-- Opening Marker --
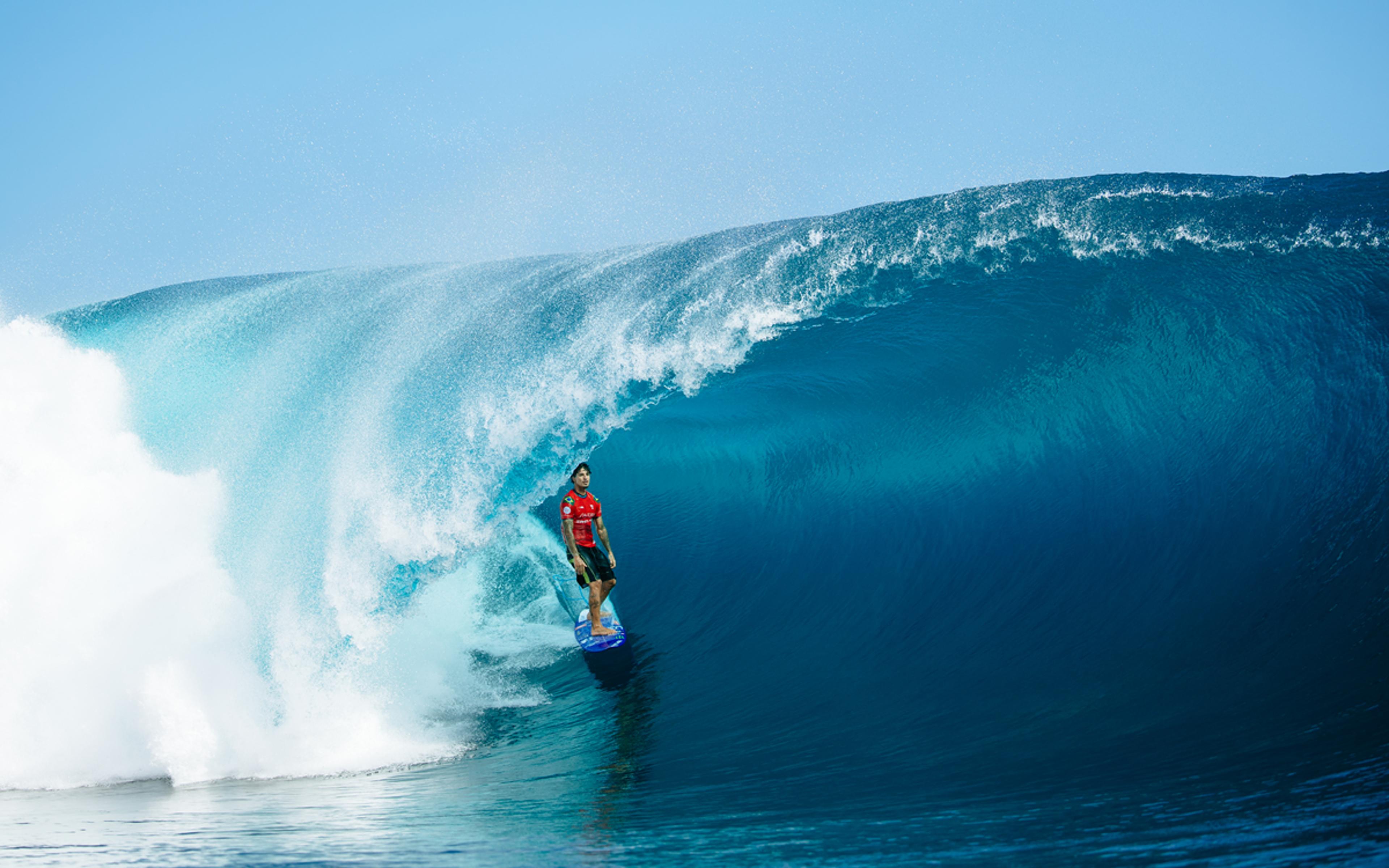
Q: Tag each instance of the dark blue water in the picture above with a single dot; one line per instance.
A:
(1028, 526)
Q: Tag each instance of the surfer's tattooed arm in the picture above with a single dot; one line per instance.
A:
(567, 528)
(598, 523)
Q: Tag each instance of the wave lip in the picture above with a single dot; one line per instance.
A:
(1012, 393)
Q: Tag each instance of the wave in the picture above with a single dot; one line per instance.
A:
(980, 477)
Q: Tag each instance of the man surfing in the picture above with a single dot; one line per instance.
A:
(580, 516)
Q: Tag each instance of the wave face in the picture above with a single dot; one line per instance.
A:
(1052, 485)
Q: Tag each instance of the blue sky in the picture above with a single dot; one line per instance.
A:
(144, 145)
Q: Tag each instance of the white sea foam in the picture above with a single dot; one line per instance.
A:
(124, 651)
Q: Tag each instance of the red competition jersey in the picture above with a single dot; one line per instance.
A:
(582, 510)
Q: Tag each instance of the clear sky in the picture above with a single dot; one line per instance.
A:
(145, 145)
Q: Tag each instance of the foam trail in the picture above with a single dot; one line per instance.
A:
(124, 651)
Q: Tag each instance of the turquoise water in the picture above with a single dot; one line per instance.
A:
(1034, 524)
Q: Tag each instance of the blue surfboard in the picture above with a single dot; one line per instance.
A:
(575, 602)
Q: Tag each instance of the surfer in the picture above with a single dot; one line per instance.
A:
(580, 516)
-- Closing Marker --
-- Opening Marker --
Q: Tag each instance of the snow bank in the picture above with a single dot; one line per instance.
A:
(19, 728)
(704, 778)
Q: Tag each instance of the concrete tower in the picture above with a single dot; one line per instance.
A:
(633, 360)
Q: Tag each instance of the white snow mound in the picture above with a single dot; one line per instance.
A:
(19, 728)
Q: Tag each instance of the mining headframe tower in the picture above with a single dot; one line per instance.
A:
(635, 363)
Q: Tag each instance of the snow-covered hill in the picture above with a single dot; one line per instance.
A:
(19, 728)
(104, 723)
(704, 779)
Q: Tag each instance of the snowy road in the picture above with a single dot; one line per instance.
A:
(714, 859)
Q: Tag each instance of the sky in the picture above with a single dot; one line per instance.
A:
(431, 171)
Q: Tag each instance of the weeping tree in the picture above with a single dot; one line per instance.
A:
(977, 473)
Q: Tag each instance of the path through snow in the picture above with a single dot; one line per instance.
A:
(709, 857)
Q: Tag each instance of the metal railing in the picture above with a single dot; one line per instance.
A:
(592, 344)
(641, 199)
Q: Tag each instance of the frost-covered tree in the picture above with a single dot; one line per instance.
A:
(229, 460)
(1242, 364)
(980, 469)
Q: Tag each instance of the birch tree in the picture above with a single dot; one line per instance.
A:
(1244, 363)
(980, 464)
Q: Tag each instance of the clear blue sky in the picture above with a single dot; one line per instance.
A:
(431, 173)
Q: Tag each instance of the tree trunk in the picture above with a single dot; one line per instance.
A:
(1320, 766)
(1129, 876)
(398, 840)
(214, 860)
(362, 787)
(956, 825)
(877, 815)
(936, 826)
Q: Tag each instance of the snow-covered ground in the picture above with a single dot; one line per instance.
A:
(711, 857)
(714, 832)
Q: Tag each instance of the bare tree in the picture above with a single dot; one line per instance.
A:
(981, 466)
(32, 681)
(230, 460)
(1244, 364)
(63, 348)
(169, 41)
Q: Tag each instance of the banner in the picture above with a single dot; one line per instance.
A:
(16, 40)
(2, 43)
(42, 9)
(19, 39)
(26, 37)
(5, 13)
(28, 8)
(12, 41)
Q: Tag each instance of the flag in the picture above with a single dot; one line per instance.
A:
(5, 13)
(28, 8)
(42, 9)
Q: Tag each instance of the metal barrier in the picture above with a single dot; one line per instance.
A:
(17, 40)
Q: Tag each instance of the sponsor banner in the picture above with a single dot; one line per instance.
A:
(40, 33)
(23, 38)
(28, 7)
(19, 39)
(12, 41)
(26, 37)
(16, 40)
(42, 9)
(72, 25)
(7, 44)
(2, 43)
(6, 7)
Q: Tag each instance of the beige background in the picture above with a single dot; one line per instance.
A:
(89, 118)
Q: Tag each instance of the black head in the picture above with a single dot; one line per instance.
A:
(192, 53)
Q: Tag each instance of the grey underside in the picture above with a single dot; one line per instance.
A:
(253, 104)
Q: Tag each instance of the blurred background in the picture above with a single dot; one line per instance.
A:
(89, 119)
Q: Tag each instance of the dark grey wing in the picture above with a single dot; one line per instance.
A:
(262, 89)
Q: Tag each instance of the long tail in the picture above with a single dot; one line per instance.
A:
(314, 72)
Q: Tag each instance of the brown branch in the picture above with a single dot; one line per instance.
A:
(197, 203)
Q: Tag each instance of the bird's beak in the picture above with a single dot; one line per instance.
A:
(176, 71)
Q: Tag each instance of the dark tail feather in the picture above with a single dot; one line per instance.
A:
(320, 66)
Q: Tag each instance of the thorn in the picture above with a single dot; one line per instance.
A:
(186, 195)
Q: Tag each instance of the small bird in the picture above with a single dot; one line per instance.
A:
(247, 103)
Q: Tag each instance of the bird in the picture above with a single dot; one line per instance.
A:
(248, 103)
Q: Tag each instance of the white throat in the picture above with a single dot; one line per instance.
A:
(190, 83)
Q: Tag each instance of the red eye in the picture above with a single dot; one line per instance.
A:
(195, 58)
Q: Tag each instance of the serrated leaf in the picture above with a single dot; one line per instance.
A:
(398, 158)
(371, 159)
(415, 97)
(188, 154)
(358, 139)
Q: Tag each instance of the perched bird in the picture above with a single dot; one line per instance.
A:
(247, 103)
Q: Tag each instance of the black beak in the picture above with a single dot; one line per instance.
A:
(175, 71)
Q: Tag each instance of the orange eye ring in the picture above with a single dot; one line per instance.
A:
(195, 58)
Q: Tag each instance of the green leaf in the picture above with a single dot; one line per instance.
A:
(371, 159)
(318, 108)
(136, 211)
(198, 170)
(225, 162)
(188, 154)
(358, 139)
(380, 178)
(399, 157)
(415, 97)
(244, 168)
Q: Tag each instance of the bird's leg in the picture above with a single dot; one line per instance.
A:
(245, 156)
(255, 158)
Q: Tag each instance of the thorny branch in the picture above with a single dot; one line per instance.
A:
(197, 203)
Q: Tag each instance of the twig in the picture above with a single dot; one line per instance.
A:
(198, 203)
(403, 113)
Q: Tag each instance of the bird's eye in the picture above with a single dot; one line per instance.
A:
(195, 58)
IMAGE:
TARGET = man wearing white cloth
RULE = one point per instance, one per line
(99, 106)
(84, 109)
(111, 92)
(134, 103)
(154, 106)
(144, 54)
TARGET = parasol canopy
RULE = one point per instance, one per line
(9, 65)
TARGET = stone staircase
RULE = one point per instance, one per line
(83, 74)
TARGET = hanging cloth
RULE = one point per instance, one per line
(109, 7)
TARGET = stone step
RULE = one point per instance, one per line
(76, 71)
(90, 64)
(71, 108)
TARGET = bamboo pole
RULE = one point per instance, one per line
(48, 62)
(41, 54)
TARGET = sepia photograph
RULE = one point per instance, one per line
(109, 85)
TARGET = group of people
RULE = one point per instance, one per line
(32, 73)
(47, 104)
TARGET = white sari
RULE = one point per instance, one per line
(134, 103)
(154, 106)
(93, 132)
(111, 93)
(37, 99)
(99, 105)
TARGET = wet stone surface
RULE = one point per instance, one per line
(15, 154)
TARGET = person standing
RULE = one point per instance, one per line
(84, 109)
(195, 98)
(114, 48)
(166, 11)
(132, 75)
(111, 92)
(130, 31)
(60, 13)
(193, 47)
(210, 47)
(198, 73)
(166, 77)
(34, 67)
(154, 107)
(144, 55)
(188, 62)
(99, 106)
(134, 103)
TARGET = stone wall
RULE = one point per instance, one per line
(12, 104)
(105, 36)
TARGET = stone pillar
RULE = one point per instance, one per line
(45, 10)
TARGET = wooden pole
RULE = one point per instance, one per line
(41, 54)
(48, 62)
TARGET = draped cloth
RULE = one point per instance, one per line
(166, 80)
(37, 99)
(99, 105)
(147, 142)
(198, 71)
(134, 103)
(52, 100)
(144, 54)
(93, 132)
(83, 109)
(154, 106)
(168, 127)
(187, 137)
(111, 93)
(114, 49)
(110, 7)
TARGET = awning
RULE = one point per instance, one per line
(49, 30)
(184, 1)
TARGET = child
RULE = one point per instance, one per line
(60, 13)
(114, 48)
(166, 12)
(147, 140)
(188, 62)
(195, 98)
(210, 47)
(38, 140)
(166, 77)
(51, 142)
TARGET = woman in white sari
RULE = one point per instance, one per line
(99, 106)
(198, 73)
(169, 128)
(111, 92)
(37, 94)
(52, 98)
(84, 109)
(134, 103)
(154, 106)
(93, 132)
-- Closing Marker --
-- Opening Marker --
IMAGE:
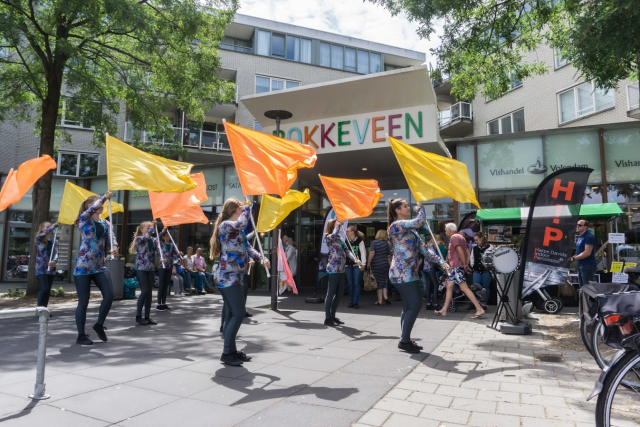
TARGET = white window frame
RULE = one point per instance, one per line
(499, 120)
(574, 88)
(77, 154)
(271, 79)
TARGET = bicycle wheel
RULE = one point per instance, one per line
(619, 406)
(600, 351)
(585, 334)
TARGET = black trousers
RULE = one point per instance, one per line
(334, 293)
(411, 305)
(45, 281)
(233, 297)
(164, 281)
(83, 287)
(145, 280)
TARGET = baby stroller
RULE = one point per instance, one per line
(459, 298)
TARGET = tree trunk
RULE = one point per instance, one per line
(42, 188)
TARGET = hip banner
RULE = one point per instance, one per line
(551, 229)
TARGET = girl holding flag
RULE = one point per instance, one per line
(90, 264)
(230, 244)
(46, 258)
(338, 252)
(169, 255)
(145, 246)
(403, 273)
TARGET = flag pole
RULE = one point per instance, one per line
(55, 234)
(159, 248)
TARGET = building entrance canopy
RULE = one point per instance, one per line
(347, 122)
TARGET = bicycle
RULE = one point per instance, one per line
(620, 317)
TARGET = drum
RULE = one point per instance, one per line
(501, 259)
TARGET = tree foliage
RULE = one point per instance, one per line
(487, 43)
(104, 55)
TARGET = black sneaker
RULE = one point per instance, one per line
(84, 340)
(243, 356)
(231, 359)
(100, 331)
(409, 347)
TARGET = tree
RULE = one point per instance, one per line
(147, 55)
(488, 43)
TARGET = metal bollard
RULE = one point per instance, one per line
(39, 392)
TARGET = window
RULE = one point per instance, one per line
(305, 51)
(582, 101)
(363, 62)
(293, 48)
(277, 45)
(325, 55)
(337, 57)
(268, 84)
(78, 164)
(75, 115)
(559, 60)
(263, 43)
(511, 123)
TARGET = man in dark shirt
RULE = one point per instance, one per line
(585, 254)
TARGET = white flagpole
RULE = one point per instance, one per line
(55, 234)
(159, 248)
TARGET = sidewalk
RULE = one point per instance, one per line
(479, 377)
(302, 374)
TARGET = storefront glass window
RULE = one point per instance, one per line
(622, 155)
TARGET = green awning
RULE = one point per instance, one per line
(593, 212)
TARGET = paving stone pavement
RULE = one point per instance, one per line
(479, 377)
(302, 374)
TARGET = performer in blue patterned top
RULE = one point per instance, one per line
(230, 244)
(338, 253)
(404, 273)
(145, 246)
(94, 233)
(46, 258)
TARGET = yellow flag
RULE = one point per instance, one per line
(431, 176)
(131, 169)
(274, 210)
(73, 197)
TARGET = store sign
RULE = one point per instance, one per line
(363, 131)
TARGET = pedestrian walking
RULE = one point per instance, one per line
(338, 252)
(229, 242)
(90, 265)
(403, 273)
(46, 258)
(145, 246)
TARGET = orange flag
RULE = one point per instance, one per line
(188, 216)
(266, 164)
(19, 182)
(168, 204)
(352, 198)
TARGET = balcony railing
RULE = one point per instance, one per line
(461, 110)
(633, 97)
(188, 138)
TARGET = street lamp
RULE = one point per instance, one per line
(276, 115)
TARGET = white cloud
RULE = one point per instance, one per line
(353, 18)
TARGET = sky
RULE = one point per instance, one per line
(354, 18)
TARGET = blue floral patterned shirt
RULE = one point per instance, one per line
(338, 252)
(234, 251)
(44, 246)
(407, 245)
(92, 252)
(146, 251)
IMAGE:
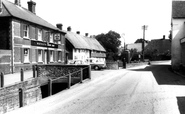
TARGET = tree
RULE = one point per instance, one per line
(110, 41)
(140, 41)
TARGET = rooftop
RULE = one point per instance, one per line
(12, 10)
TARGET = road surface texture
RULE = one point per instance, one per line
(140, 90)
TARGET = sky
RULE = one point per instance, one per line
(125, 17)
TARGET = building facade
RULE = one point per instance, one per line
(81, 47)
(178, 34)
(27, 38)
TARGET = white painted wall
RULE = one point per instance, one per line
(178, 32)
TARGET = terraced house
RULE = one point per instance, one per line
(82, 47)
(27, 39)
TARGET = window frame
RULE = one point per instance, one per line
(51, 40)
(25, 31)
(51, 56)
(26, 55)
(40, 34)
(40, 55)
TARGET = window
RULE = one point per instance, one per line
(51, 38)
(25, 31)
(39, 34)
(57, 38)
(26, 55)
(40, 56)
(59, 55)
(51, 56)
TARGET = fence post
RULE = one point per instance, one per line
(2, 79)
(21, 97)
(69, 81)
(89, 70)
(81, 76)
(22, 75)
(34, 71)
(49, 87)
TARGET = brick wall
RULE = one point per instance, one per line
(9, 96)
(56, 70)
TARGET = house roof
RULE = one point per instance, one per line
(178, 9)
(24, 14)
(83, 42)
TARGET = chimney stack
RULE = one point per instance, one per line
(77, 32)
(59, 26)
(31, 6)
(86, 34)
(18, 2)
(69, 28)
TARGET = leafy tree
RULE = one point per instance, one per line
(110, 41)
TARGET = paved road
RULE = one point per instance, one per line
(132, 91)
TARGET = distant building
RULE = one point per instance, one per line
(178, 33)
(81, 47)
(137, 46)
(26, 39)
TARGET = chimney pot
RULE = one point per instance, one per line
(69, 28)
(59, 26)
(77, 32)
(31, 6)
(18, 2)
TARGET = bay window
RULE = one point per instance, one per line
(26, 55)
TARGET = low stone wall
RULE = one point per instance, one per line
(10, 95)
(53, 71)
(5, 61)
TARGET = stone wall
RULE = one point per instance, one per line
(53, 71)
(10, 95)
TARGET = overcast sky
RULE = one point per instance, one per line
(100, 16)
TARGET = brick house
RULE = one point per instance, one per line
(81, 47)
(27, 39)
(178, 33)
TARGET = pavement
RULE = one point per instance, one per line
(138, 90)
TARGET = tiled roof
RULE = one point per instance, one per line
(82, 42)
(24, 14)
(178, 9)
-- Closing Marker --
_The task:_ When a line of the records holds the word "cloth", copy that line.

_Written solution:_
TARGET = man wearing white cloth
TARGET = hanging cloth
TARGET = draped cloth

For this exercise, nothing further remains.